::: Data to process :::
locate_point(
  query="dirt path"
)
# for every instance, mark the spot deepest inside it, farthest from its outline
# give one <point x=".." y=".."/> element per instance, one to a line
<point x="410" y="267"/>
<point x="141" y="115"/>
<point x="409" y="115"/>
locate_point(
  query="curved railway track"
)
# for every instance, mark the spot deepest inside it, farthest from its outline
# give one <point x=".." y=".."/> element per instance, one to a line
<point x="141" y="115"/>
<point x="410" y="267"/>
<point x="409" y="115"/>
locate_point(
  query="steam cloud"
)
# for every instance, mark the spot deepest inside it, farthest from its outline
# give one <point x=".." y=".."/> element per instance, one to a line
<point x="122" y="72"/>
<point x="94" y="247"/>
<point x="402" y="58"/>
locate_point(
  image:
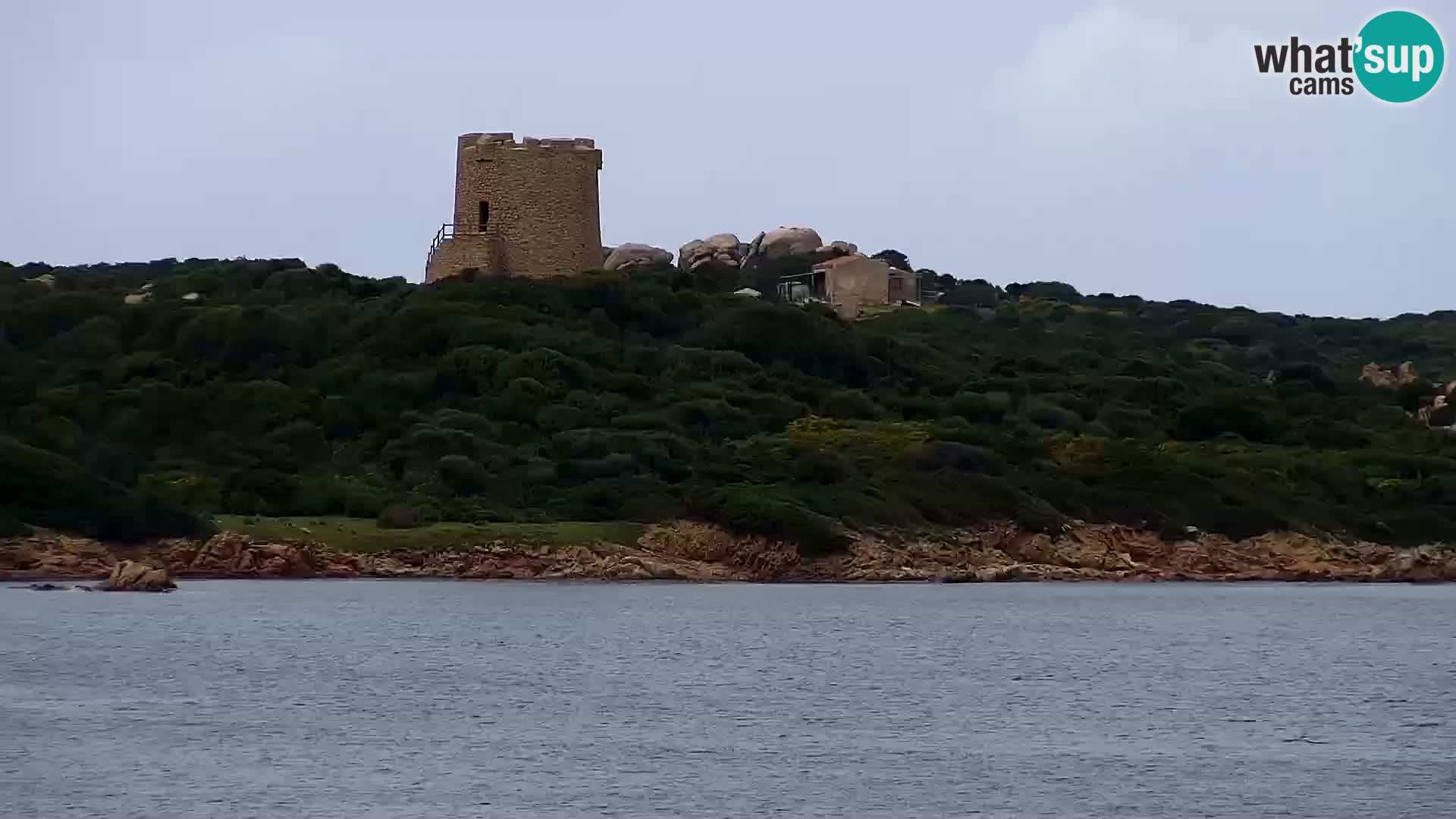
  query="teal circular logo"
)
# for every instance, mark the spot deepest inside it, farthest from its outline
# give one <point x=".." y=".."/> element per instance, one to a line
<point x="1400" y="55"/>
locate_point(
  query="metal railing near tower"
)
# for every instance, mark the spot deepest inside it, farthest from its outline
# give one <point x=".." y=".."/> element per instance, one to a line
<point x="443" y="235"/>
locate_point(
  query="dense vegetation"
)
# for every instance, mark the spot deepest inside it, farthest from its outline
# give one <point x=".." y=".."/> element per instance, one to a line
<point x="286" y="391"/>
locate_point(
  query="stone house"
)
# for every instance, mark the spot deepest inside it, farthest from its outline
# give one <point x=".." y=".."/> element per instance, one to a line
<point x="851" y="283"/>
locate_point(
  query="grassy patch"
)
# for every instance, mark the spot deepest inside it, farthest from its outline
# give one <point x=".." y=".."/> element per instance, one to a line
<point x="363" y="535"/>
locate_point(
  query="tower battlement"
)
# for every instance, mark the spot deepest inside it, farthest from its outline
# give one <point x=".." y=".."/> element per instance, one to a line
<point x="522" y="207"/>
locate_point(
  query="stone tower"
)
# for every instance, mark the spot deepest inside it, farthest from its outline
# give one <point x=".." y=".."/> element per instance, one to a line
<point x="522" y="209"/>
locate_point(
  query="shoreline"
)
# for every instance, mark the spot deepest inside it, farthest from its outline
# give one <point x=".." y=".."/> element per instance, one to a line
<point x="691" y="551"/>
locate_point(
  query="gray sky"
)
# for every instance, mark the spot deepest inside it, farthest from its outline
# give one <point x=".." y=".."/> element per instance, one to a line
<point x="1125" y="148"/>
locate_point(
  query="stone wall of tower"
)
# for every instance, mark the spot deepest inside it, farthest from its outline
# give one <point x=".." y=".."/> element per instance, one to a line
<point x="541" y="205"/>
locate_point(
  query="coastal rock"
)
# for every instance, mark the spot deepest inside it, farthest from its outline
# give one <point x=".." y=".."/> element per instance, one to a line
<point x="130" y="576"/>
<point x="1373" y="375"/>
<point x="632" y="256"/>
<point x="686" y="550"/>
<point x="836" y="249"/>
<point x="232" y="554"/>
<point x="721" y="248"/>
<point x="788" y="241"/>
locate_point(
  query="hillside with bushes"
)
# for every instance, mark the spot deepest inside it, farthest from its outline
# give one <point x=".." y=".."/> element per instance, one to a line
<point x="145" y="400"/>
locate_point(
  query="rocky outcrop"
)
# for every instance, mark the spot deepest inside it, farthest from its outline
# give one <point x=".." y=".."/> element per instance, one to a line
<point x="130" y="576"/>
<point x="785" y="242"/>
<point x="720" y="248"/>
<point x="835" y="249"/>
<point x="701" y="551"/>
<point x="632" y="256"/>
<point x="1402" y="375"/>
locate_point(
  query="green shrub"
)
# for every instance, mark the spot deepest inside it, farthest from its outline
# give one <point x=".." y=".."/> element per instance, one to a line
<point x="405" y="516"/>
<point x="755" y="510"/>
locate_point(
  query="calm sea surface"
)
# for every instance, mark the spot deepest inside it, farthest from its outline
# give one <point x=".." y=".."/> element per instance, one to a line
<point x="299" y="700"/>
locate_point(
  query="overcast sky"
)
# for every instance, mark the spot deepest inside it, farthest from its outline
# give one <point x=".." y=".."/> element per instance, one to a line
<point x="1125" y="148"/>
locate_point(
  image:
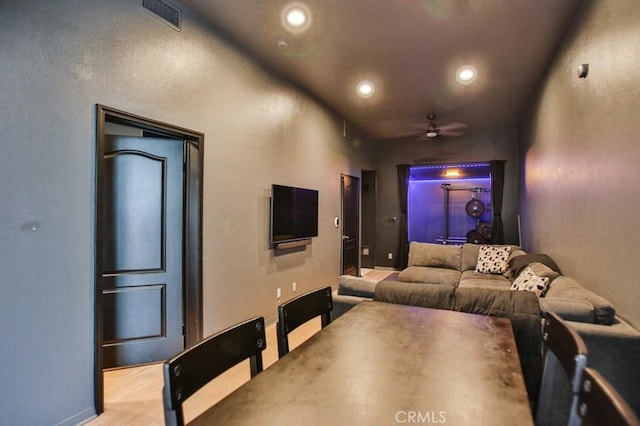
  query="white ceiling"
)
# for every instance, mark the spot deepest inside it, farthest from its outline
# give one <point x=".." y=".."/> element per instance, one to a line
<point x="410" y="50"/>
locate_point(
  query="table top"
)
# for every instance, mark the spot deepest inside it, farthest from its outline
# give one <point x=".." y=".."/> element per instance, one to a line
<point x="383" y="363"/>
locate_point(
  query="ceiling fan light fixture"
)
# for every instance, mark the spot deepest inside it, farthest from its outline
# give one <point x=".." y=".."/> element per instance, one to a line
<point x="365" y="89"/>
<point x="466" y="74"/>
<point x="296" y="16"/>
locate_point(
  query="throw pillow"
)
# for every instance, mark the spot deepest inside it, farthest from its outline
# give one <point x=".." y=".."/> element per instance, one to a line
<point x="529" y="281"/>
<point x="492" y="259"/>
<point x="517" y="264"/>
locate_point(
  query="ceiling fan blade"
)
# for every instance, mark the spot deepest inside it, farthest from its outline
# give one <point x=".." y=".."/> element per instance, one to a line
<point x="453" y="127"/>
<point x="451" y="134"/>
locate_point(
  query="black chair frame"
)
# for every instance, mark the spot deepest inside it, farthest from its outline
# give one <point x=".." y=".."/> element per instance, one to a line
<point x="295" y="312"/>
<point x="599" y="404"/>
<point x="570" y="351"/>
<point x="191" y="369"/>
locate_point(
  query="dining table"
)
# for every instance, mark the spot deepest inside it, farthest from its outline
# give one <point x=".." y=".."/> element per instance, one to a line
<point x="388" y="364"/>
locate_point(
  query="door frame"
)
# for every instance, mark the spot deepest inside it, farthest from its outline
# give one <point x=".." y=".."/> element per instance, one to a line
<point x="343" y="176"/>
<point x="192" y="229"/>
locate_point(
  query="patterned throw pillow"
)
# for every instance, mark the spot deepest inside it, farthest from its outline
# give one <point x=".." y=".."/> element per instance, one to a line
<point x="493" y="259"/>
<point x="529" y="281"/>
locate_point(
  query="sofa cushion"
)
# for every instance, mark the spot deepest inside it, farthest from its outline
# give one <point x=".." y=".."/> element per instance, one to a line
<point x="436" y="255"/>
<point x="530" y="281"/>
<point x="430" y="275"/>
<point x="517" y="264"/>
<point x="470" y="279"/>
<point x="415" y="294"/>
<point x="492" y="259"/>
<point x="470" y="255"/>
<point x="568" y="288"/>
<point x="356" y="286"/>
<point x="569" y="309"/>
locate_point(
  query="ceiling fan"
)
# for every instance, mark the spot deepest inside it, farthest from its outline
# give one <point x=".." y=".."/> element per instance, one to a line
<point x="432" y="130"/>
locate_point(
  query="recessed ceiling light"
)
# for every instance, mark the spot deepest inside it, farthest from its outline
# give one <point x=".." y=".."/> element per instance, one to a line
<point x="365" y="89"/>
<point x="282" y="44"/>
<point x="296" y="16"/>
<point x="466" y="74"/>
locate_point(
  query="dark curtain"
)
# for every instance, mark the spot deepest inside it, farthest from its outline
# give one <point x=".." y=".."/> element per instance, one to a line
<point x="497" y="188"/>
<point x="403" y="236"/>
:::
▸ **What you should do**
Quote the data exactly, leaving every image out of the copy.

▸ **Answer to the exercise**
locate_point(
  query="dirt path"
)
# for every instance, mark the spot deepest inside it, farthest from its outline
# give one <point x=".." y=".."/> element per instance, one to a line
<point x="410" y="267"/>
<point x="141" y="115"/>
<point x="409" y="115"/>
locate_point(
  query="curved railway track"
)
# for every instance, mark the spot deepest inside it, farthest from its outline
# give one <point x=".." y=".."/> element per instance, one to a line
<point x="141" y="115"/>
<point x="410" y="267"/>
<point x="409" y="115"/>
locate_point(
  query="steam cloud"
)
# for every instance, mark the spot deepest inside it, farthest from its outline
# give one <point x=".." y=".."/> element per instance, one to a line
<point x="122" y="72"/>
<point x="94" y="247"/>
<point x="402" y="58"/>
locate_point(
  image:
  query="teal circular logo"
)
# for every instance, mark the spot deepest inside it, farthest from its outline
# give one <point x=".." y=".."/> element per instance, one to a line
<point x="1400" y="55"/>
locate_point(
  query="metal railing near tower"
)
# for every instance, mark the spot deepest inside it, farthest from its outline
# give one <point x=".." y=".."/> element per instance, one to a line
<point x="443" y="235"/>
locate_point(
  query="dense vegetation"
)
# for every instance, mark the spot deepest inside it, farthest from its outline
# give one <point x=".." y=".."/> element per instance, one to a line
<point x="286" y="391"/>
locate_point(
  query="stone house"
)
# for every instance, mark the spot deepest inside it, farthest from its outline
# give one <point x=".." y=".."/> element per instance, one to a line
<point x="851" y="283"/>
locate_point(
  query="grassy patch"
)
# for every instance, mark the spot deepest inside it, farthest from its outline
# give one <point x=".." y=".."/> element per instance, one to a line
<point x="363" y="535"/>
locate_point(
  query="tower battlement"
)
# for every instance, mark the spot deepest inside it, farthest from its outline
# give one <point x=".." y=".."/> element per instance, one to a line
<point x="522" y="207"/>
locate_point(
  query="stone tower"
)
# for every instance, mark the spot deepest inside it, farthest from its outline
# give one <point x=".." y=".."/> element per instance, one to a line
<point x="522" y="209"/>
locate_point(
  query="shoreline"
)
# for every instance, mark the spot deepest inside it, farthest from its outline
# give one <point x=".." y=".."/> element per instance, one to a line
<point x="691" y="551"/>
locate_point(
  query="gray sky"
)
# for every instance, mark the spot deepest inside it, farthest from its outline
# give one <point x=".." y=".."/> element per instance, one to a line
<point x="1125" y="148"/>
locate_point(
  query="stone wall of tower"
)
# for every instance, mark the spot deepest inside it, farthest from its outline
# give one <point x=".." y=".."/> element per instance, one to a line
<point x="541" y="205"/>
locate_point(
  query="coastal rock"
)
# for every instance, mark the spot deepest inside it, farthest from its outline
# give one <point x=".." y=".."/> element per instance, one to a line
<point x="130" y="576"/>
<point x="1373" y="375"/>
<point x="632" y="256"/>
<point x="686" y="550"/>
<point x="836" y="249"/>
<point x="232" y="554"/>
<point x="721" y="248"/>
<point x="788" y="241"/>
locate_point(
  query="hillside with bushes"
)
# for every instance, mark the spot deepest inside it, farthest from its outline
# give one <point x=".." y=".."/> element per instance, one to a line
<point x="145" y="400"/>
locate_point(
  query="rocky outcrop"
)
# for every instance, mark the spot deepest inside it, farthest from its outline
# give one <point x=".." y=".."/> element per instance, one to a line
<point x="130" y="576"/>
<point x="785" y="242"/>
<point x="720" y="248"/>
<point x="835" y="249"/>
<point x="701" y="551"/>
<point x="632" y="256"/>
<point x="1402" y="375"/>
locate_point(
  query="green shrub"
)
# for every instance, mark the spot deepest inside it, farthest from its outline
# give one <point x=".." y=".."/> element per instance, one to a line
<point x="405" y="516"/>
<point x="755" y="510"/>
locate_point(
  query="calm sea surface"
)
# for every instance, mark the spot deepest inside it, farthest from its outline
# give one <point x=".." y=".."/> element per instance, one to a line
<point x="299" y="700"/>
locate_point(
  query="overcast sky"
)
# for every instance, mark the spot deepest inside it, farthest from its outline
# give one <point x=".." y=".."/> element per instance, one to a line
<point x="1125" y="148"/>
locate_point(
  image:
  query="white ceiling"
)
# for every instance, mark the spot deepest inside it, farthest from its outline
# give one <point x=".." y=".."/> element per instance, one to a line
<point x="410" y="50"/>
locate_point(
  query="table top"
)
# for every instance, mark the spot deepest inside it, farthest from its outline
# give one <point x=".." y=".."/> element per instance, one to a line
<point x="383" y="363"/>
locate_point(
  query="ceiling fan light fixture"
)
# for every instance, mark the spot deepest inside it, farthest from its outline
# give one <point x=".." y=".."/> element per instance, one to a line
<point x="365" y="89"/>
<point x="466" y="74"/>
<point x="296" y="16"/>
locate_point(
  query="throw pillow"
)
# for every instance, mark the spot deepest inside it, farthest from its outline
# give one <point x=".." y=".."/> element per instance, one to a line
<point x="529" y="281"/>
<point x="492" y="259"/>
<point x="517" y="264"/>
locate_point(
  query="ceiling fan blade"
)
# for every instance, mark the spot deepest inside it, farthest from its outline
# give one <point x=".." y=".."/> element per instance, one to a line
<point x="453" y="127"/>
<point x="451" y="134"/>
locate_point(
  query="black chair frame"
)
# for every instance, mark the spot deepest inside it, farthest from its outline
# give one <point x=".." y=".."/> element per instance, one to a line
<point x="295" y="312"/>
<point x="599" y="404"/>
<point x="570" y="351"/>
<point x="191" y="369"/>
locate_point(
  query="dining table"
)
# for every instance, mark the spot deepest inside it, farthest from its outline
# give one <point x=".." y=".."/> element per instance, one to a line
<point x="388" y="364"/>
locate_point(
  query="door frame"
)
# for every instance, mark the spot deepest inside it, farthest from its outline
# give one <point x=".." y=".."/> element per instance, one to a line
<point x="343" y="176"/>
<point x="192" y="229"/>
locate_point(
  query="patterned throw pillow"
)
# for every instance, mark the spot deepest inside it, farthest from its outline
# give one <point x=".." y=".."/> element per instance, one to a line
<point x="493" y="259"/>
<point x="529" y="281"/>
locate_point(
  query="sofa cushion"
)
# for every instance, mark the spot deepest inside it, farthest from its outline
# give one <point x=".." y=".."/> element per instance, one to a line
<point x="436" y="255"/>
<point x="530" y="281"/>
<point x="430" y="275"/>
<point x="517" y="264"/>
<point x="470" y="279"/>
<point x="415" y="294"/>
<point x="492" y="259"/>
<point x="470" y="255"/>
<point x="568" y="288"/>
<point x="356" y="286"/>
<point x="569" y="309"/>
locate_point(
  query="ceiling fan"
)
# for every instance, mark the spot deepest inside it, farthest from its outline
# give one <point x=".." y=".."/> element per instance, one to a line
<point x="432" y="130"/>
locate_point(
  query="recessed ceiling light"
)
# for every instance, mark the spot deepest inside it, farthest from its outline
# give one <point x=".." y=".."/> element per instance, one to a line
<point x="365" y="89"/>
<point x="282" y="44"/>
<point x="296" y="16"/>
<point x="466" y="74"/>
locate_point(
  query="dark curtain"
)
# for every instance, mark the spot deepest inside it, farthest from its outline
# give one <point x=".." y=".."/> element per instance, one to a line
<point x="497" y="188"/>
<point x="403" y="236"/>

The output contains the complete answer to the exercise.